[Exercise requirements]
Copy out the data exactly, leaving the pictures behind.

[Material for this exercise]
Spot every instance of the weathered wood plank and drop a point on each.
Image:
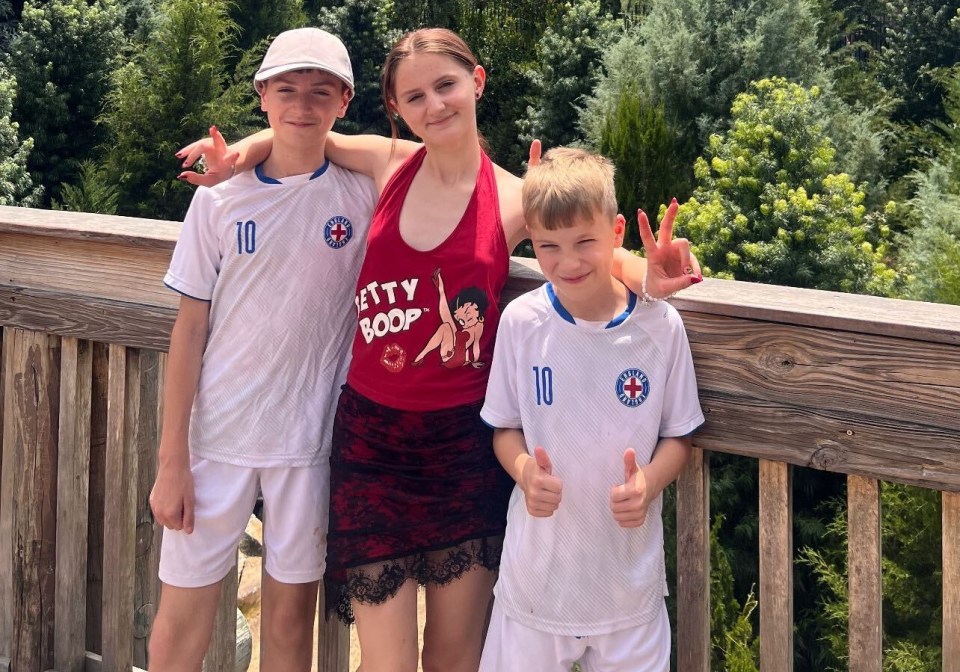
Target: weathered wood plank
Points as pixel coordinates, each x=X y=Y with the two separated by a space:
x=333 y=642
x=28 y=509
x=98 y=456
x=222 y=653
x=94 y=663
x=128 y=231
x=85 y=268
x=6 y=513
x=776 y=567
x=693 y=564
x=838 y=441
x=951 y=582
x=119 y=548
x=131 y=324
x=915 y=320
x=864 y=574
x=827 y=369
x=73 y=477
x=146 y=584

[Result of the exercise]
Spot every instance of the weathered wood plank and drop a point on each.
Image:
Target: weathered wood plank
Points as pixel coordinates, each x=X y=Y with the two separated by a space:
x=333 y=642
x=28 y=509
x=98 y=456
x=222 y=653
x=94 y=663
x=128 y=231
x=85 y=268
x=6 y=513
x=776 y=567
x=693 y=564
x=838 y=441
x=951 y=582
x=119 y=548
x=131 y=324
x=915 y=320
x=864 y=574
x=827 y=369
x=73 y=477
x=146 y=584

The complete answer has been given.